• _Check your understanding_
(1) List every proper name in the reflection on grief other than the author's and God's.
(2) Say whether each statement agrees with the reflection on grief. Answer yes or no for each, and quote the deciding words.
(a) The friend was a vet.
(b) The writer had already lost a grandparent.
(c) The writer went to the morning service that Sunday.
(3) Pick up the reflection on grief after its last sentence and carry it on in the same voice.

• _Extract_

=== Section Start ===

By Katrine Calder
Last October one of my good friends committed suicide unexpectedly. She was a vet who was struggling with her mental health and had been working with Vetlife, a charity who work with vets who struggle in this area, particularly with suicidal thoughts. In response to her death an ethical clothing company Smith and Webb released a jumper with the words “Be Kind” on it. With £5 from every sale going to the Vetlife charity. It has taken until last month for me to be able to buy and wear this jumper.
This has been my first experience of grief. I have been very fortunate to not have lost any family. Still having all my grandparents. But God is good. It was a Sunday morning when I received the news and one of my immediate instincts was a desire to be in church. We didn’t go to Stonehaven but to the evening service to give me some time to get myself together. What a ridiculous thought. To feel too broken to expose yourself to your church family and a desire to hide your pain. But I wanted to be before my God who loves us, who ultimately loved my friend more than I did and who knows my pain.

=== Section End ===

• _Excerpted records_
=== Section Start ===

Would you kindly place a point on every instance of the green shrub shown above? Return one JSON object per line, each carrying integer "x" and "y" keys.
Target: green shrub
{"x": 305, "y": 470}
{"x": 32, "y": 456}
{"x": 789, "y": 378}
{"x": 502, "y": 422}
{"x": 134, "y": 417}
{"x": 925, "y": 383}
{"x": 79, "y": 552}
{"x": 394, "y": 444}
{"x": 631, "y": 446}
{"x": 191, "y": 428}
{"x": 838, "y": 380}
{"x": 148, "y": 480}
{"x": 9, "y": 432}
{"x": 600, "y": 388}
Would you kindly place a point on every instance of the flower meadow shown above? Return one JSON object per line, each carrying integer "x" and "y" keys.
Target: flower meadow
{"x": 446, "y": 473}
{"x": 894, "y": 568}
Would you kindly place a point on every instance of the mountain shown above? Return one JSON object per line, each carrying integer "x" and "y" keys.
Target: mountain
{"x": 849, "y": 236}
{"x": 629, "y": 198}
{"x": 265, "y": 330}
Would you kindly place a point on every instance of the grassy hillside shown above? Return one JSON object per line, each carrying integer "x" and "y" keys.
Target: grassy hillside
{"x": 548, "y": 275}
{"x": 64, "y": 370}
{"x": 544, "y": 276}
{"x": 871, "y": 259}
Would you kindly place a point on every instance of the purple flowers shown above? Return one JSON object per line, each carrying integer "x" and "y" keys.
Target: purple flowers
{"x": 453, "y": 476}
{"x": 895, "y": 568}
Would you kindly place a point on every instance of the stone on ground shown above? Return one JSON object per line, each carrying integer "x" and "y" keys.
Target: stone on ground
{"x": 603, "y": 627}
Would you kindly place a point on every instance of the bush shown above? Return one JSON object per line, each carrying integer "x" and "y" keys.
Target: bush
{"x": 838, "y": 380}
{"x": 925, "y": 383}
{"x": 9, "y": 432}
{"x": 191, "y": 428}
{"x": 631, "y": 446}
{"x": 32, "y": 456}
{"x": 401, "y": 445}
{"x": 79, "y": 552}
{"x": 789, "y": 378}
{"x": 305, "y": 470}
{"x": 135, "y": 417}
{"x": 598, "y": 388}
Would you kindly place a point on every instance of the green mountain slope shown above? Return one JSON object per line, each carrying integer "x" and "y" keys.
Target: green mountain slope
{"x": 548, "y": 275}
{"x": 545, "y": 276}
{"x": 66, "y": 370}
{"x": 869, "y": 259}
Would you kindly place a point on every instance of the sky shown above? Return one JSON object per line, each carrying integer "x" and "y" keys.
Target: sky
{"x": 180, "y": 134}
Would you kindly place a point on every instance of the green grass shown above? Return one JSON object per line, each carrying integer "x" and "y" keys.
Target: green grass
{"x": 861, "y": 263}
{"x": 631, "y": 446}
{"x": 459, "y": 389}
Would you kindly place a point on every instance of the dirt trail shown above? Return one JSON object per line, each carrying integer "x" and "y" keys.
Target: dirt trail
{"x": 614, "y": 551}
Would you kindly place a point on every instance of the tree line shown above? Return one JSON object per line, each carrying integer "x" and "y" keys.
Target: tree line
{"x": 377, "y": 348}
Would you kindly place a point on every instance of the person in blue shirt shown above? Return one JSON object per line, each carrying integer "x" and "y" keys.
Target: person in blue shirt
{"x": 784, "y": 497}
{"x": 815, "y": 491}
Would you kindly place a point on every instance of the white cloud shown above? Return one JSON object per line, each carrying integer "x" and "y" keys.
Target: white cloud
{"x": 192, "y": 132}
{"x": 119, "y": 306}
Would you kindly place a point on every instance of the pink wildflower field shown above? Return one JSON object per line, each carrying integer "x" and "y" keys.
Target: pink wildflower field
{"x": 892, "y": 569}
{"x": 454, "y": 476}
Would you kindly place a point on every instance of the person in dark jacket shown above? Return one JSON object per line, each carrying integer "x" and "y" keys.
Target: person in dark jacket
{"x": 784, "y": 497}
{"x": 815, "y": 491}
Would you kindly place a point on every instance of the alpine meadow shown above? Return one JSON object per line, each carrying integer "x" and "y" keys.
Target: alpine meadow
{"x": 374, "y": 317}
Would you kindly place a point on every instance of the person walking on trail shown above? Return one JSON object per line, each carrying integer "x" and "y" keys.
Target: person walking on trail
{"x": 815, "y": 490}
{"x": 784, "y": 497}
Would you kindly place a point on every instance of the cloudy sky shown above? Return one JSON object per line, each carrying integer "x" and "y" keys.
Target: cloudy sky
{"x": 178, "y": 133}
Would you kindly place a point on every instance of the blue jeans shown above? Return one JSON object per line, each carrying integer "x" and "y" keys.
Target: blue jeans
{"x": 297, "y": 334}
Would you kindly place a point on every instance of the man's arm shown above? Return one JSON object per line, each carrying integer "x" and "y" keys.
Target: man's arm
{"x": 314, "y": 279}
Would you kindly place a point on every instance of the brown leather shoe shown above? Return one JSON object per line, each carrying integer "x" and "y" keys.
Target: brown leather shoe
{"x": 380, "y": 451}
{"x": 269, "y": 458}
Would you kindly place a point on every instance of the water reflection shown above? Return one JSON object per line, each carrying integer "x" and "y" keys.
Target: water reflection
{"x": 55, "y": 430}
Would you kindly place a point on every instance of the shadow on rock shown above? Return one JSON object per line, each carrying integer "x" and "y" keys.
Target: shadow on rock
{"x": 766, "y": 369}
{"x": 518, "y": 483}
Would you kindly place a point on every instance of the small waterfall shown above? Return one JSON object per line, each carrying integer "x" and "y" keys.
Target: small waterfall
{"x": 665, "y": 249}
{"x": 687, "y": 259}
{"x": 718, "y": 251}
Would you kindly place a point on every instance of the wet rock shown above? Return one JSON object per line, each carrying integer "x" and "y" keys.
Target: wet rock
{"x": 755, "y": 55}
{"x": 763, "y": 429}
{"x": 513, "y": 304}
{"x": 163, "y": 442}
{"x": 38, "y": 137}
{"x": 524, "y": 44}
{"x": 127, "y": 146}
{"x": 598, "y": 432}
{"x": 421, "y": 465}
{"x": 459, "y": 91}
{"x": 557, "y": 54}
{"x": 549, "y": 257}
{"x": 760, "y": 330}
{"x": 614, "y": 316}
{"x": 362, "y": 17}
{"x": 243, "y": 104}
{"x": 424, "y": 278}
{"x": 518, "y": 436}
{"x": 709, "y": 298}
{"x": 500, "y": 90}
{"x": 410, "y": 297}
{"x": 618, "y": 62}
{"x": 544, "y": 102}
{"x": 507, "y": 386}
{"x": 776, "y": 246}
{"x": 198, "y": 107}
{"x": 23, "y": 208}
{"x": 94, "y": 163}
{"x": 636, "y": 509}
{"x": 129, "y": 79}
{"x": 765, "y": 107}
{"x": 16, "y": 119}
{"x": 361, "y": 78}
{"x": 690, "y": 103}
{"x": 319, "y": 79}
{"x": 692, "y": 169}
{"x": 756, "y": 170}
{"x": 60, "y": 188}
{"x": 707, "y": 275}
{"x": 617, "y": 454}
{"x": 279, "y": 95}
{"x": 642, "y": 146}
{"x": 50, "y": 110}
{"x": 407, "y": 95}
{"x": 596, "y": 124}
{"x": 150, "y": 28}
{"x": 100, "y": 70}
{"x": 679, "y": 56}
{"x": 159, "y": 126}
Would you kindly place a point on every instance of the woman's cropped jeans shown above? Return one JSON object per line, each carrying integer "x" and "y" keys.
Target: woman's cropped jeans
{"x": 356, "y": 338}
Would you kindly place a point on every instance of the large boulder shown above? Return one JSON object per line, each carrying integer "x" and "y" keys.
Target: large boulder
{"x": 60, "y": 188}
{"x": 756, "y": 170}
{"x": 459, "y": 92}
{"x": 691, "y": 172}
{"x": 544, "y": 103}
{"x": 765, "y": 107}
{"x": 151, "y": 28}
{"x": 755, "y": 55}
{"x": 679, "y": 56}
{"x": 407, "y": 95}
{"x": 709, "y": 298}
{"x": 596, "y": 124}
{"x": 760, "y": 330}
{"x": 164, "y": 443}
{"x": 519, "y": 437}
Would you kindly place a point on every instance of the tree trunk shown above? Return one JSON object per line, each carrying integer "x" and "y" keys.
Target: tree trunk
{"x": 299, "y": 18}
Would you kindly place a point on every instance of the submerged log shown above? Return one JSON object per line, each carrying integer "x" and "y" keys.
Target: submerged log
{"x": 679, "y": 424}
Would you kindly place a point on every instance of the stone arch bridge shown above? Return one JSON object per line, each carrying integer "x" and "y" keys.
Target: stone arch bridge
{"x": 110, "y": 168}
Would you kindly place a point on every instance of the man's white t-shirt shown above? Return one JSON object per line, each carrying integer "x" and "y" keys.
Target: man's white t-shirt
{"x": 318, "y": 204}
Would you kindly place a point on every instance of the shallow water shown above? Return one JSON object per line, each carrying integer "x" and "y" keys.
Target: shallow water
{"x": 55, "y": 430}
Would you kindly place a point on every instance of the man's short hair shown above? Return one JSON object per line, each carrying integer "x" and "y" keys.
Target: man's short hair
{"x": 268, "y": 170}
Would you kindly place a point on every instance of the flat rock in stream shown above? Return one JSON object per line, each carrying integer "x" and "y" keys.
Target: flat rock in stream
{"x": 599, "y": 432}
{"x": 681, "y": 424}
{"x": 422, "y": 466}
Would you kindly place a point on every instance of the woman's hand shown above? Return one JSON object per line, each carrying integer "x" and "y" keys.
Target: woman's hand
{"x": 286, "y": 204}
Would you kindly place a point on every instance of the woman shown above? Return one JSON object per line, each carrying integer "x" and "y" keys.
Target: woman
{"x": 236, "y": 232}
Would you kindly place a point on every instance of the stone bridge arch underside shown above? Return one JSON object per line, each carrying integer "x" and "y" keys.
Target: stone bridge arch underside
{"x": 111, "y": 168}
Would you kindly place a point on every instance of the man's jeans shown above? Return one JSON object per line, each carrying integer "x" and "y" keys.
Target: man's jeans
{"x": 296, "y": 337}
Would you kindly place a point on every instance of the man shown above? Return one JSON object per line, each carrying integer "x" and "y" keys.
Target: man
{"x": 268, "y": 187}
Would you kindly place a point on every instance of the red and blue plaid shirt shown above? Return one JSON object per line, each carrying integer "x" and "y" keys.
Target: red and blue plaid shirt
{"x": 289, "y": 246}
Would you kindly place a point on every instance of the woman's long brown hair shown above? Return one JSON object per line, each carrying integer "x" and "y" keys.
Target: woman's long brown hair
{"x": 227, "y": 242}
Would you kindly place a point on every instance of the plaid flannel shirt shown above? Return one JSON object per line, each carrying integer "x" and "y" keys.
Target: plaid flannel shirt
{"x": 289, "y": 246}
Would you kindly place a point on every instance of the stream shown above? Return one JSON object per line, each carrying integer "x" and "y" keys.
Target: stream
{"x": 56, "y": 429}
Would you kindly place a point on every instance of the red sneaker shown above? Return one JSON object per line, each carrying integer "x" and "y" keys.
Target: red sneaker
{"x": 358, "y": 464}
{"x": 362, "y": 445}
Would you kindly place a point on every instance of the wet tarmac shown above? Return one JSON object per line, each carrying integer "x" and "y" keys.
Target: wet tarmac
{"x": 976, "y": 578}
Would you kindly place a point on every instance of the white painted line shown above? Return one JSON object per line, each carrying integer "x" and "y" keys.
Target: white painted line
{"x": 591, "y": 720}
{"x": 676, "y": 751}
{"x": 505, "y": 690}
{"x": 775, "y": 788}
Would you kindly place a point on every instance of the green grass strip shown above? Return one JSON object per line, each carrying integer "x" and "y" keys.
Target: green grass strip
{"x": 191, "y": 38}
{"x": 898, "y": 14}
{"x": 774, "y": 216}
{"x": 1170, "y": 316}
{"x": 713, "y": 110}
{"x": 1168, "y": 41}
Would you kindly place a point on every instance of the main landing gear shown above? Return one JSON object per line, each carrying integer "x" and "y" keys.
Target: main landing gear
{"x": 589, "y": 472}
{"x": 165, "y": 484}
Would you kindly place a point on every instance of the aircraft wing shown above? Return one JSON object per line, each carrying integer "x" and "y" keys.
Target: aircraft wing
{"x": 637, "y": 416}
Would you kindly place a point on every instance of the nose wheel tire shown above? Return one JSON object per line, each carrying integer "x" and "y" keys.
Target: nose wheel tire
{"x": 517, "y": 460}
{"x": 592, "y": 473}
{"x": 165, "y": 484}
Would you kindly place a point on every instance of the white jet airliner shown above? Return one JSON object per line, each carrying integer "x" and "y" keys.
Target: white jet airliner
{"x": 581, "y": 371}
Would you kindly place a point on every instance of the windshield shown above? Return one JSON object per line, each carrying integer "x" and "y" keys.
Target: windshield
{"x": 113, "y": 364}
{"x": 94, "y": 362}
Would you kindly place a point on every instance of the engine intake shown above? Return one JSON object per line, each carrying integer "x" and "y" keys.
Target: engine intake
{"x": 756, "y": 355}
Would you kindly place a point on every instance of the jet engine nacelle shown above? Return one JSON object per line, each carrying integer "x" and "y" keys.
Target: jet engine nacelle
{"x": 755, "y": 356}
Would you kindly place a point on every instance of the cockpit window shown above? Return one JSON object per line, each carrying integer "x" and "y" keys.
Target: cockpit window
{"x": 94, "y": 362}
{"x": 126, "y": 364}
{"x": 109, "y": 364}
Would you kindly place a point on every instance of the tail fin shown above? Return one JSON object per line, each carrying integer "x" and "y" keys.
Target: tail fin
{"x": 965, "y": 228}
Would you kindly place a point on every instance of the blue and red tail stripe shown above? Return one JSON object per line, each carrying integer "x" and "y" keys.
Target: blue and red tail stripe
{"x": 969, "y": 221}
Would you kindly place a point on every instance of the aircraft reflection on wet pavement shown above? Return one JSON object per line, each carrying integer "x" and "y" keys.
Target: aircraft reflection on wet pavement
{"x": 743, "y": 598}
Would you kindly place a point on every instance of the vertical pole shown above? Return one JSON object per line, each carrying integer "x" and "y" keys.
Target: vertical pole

=== Section End ===

• _Expected results_
(1) Vetlife, Smith and Webb, Stonehaven

(2)
(a) Yes: "She was a vet who was struggling with her mental health"
(b) No: "Still having all my grandparents."
(c) No: "We didn’t go to Stonehaven but to the evening service"

(3)
The first time I wore the jumper a friend and I were getting on a plane. We were the last people on the delayed flight and my friend and the flight attendant began to have a slightly tense discussion. We were standing in the middle of the aisle with everyone looking at us. And my immediate thought was “stop this, I am wearing my ‘Be Kind’ jumper and we are creating a scene.” I tried to ease the situation, smiled lots and was kind. But it did challenge me. As Christians are we not always meant to be salt and light? But as I was physically labelled, I felt convicted. Had I not been wearing the jumper I most likely would have slid awkwardly into my seat. Then probably had a moan to my friend about the ridiculous situation. It is definitely not the best jumper to wear if you’re going to complain at a restaurant!
I have been shocked by how often I think of my friend significantly every day. But in my grief I keep giving it to Him. Keep trusting that He is in control and He is good. And it has made me aware and empathetic of those going through so much worse than this.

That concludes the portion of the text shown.